### Listed records

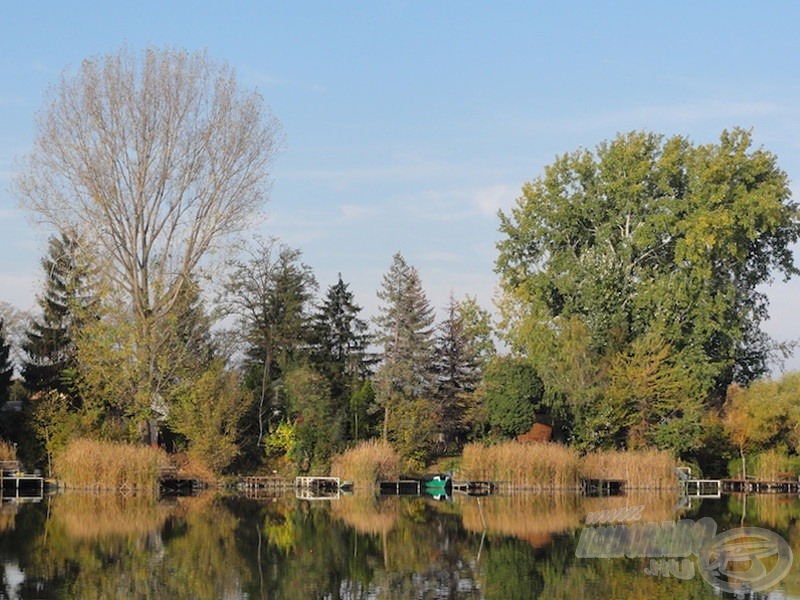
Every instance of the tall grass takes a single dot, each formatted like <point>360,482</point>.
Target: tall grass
<point>366,464</point>
<point>110,514</point>
<point>640,469</point>
<point>513,465</point>
<point>8,451</point>
<point>367,515</point>
<point>535,518</point>
<point>89,464</point>
<point>773,465</point>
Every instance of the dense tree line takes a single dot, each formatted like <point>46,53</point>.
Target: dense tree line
<point>631,302</point>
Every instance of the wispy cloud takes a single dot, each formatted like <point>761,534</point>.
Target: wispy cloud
<point>355,212</point>
<point>672,114</point>
<point>259,78</point>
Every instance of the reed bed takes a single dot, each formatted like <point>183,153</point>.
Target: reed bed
<point>656,507</point>
<point>518,466</point>
<point>366,464</point>
<point>8,519</point>
<point>534,518</point>
<point>8,451</point>
<point>92,465</point>
<point>90,516</point>
<point>640,469</point>
<point>367,515</point>
<point>772,465</point>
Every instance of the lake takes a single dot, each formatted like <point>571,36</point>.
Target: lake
<point>80,545</point>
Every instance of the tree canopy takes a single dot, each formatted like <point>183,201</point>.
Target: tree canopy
<point>648,232</point>
<point>149,162</point>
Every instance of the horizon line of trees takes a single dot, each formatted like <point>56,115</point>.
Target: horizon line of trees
<point>630,280</point>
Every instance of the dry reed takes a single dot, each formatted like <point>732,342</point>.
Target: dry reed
<point>772,465</point>
<point>89,464</point>
<point>534,518</point>
<point>366,464</point>
<point>656,507</point>
<point>367,514</point>
<point>95,516</point>
<point>513,465</point>
<point>639,469</point>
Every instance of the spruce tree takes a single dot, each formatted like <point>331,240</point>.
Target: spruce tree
<point>50,355</point>
<point>457,367</point>
<point>6,366</point>
<point>405,379</point>
<point>340,339</point>
<point>271,294</point>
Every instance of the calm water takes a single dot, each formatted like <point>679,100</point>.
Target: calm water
<point>86,546</point>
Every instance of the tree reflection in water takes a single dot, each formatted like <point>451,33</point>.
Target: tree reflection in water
<point>213,546</point>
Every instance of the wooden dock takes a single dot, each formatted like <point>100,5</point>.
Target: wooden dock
<point>17,485</point>
<point>317,488</point>
<point>752,486</point>
<point>602,487</point>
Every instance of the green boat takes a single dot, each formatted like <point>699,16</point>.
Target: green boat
<point>438,484</point>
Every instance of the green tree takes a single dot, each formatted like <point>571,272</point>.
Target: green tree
<point>270,293</point>
<point>514,393</point>
<point>50,361</point>
<point>6,365</point>
<point>149,162</point>
<point>462,344</point>
<point>340,340</point>
<point>109,378</point>
<point>647,233</point>
<point>650,400</point>
<point>318,417</point>
<point>762,414</point>
<point>405,336</point>
<point>208,411</point>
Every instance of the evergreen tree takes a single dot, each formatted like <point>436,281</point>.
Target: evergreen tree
<point>270,293</point>
<point>457,367</point>
<point>6,366</point>
<point>405,334</point>
<point>50,354</point>
<point>340,340</point>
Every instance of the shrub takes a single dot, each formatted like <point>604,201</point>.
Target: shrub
<point>366,464</point>
<point>88,464</point>
<point>640,469</point>
<point>542,466</point>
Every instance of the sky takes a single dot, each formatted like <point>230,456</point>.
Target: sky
<point>410,124</point>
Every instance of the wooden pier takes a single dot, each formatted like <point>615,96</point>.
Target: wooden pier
<point>474,488</point>
<point>752,486</point>
<point>20,486</point>
<point>317,488</point>
<point>602,487</point>
<point>401,487</point>
<point>702,488</point>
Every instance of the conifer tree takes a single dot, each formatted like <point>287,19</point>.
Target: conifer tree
<point>457,365</point>
<point>270,293</point>
<point>6,366</point>
<point>50,354</point>
<point>405,334</point>
<point>340,339</point>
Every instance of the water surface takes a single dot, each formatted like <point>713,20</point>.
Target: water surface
<point>78,545</point>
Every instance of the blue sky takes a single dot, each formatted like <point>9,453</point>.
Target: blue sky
<point>409,124</point>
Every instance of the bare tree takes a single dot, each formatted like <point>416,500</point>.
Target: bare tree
<point>153,161</point>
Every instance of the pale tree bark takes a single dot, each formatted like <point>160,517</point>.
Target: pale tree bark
<point>152,161</point>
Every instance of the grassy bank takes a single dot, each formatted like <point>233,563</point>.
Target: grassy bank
<point>514,465</point>
<point>548,466</point>
<point>366,464</point>
<point>640,469</point>
<point>88,464</point>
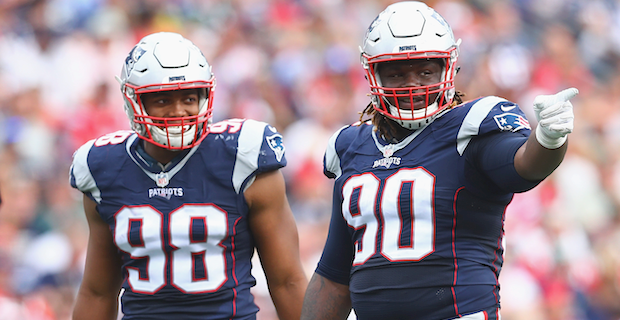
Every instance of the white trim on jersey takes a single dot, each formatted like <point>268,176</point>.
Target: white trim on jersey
<point>479,316</point>
<point>84,180</point>
<point>471,124</point>
<point>332,161</point>
<point>248,149</point>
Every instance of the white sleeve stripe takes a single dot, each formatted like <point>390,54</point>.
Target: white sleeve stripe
<point>248,148</point>
<point>332,161</point>
<point>471,124</point>
<point>83,178</point>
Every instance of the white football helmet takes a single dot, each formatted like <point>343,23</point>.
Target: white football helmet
<point>403,31</point>
<point>161,62</point>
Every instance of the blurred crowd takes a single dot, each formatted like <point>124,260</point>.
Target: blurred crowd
<point>295,64</point>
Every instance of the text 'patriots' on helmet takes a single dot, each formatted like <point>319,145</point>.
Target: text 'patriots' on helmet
<point>162,62</point>
<point>410,31</point>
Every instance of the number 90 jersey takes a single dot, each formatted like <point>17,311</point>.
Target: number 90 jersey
<point>182,230</point>
<point>426,212</point>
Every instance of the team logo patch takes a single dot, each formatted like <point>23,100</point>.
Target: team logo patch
<point>176,78</point>
<point>387,162</point>
<point>511,122</point>
<point>277,145</point>
<point>407,48</point>
<point>162,179</point>
<point>165,192</point>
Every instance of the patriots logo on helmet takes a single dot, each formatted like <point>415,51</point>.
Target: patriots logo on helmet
<point>277,145</point>
<point>133,57</point>
<point>511,122</point>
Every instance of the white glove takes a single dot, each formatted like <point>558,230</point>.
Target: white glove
<point>555,118</point>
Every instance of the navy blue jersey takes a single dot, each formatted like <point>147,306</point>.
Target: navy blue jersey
<point>424,217</point>
<point>182,230</point>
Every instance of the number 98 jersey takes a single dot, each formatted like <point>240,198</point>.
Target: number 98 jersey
<point>181,229</point>
<point>426,212</point>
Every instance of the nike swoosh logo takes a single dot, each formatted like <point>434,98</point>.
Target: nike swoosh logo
<point>507,108</point>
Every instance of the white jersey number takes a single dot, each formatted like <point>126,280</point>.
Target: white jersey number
<point>146,226</point>
<point>360,196</point>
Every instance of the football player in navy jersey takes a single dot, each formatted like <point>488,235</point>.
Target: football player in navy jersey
<point>177,206</point>
<point>422,186</point>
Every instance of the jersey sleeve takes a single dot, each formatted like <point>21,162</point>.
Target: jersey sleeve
<point>80,176</point>
<point>331,159</point>
<point>490,135</point>
<point>260,148</point>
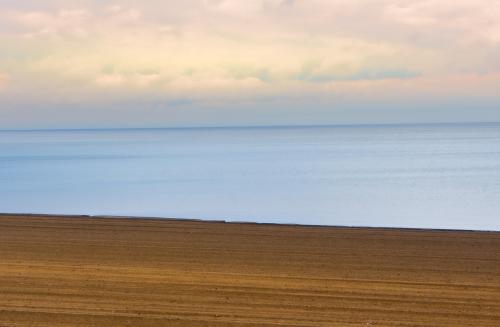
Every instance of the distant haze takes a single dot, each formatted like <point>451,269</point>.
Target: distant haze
<point>126,63</point>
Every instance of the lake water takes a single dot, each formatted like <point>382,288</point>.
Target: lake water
<point>437,176</point>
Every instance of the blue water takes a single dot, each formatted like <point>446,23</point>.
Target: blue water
<point>437,176</point>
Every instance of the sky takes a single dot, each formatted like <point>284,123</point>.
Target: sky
<point>162,63</point>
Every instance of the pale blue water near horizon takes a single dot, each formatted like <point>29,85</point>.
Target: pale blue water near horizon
<point>424,176</point>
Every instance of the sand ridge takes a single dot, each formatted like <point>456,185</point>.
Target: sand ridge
<point>96,271</point>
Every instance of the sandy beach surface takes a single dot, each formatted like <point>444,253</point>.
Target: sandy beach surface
<point>89,271</point>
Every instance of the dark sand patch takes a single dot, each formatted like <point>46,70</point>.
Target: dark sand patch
<point>83,271</point>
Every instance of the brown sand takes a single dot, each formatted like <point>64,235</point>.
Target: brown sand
<point>78,271</point>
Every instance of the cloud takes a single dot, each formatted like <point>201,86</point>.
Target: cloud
<point>230,51</point>
<point>4,79</point>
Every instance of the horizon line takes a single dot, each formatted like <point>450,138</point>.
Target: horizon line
<point>246,126</point>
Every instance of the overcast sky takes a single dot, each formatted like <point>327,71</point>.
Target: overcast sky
<point>76,63</point>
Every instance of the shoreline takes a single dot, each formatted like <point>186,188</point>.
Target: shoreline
<point>240,222</point>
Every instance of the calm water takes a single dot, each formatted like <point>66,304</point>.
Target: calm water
<point>440,176</point>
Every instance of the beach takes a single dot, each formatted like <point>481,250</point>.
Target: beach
<point>101,271</point>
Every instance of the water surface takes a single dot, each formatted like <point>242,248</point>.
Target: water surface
<point>435,176</point>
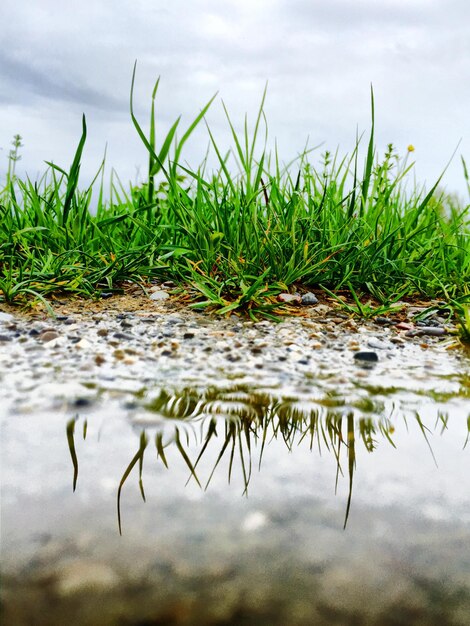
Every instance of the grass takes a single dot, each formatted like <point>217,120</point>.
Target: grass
<point>234,241</point>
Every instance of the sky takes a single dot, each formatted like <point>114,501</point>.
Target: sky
<point>318,57</point>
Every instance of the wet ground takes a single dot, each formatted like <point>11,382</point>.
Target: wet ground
<point>307,472</point>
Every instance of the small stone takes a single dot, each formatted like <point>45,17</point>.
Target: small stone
<point>48,335</point>
<point>377,344</point>
<point>126,336</point>
<point>404,326</point>
<point>309,298</point>
<point>433,331</point>
<point>159,295</point>
<point>383,320</point>
<point>289,298</point>
<point>83,344</point>
<point>364,355</point>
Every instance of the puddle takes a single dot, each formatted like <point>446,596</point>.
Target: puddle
<point>268,480</point>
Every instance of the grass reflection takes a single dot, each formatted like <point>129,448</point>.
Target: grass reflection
<point>237,425</point>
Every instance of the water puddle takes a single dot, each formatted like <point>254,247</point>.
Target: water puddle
<point>270,483</point>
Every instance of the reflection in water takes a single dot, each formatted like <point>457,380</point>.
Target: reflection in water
<point>239,424</point>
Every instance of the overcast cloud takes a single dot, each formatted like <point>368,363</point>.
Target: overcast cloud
<point>58,60</point>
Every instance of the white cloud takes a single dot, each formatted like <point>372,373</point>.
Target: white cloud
<point>57,60</point>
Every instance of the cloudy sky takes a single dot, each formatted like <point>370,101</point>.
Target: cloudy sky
<point>59,59</point>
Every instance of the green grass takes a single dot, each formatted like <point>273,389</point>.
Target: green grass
<point>233,241</point>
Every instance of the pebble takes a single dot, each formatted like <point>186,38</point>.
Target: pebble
<point>289,298</point>
<point>383,320</point>
<point>5,317</point>
<point>159,295</point>
<point>377,344</point>
<point>309,298</point>
<point>364,355</point>
<point>48,335</point>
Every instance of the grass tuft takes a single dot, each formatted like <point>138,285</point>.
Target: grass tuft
<point>233,242</point>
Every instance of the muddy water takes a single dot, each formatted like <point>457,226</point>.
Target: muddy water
<point>273,478</point>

######

▸ **Work to be completed**
Find "Target: cloudy sky" in the entries above, then repeat its line and all lines after it exactly, down to the last line.

▸ **Exercise output**
Target: cloudy sky
<point>59,59</point>
Every instance of the green grass takes a single dot, each formatted like <point>273,389</point>.
Target: green grass
<point>233,241</point>
Every instance of the pebble takes a single dot, each formatted like <point>186,38</point>.
Target: pebble
<point>289,298</point>
<point>383,320</point>
<point>5,317</point>
<point>159,295</point>
<point>377,344</point>
<point>309,298</point>
<point>364,355</point>
<point>48,335</point>
Every instance of the grass tuft takes a single dot, each formatted like <point>138,285</point>.
Target: grass tuft
<point>233,242</point>
Every instance of the muddy water takes a single dot, each formatted like <point>457,226</point>.
Target: muddy water
<point>273,478</point>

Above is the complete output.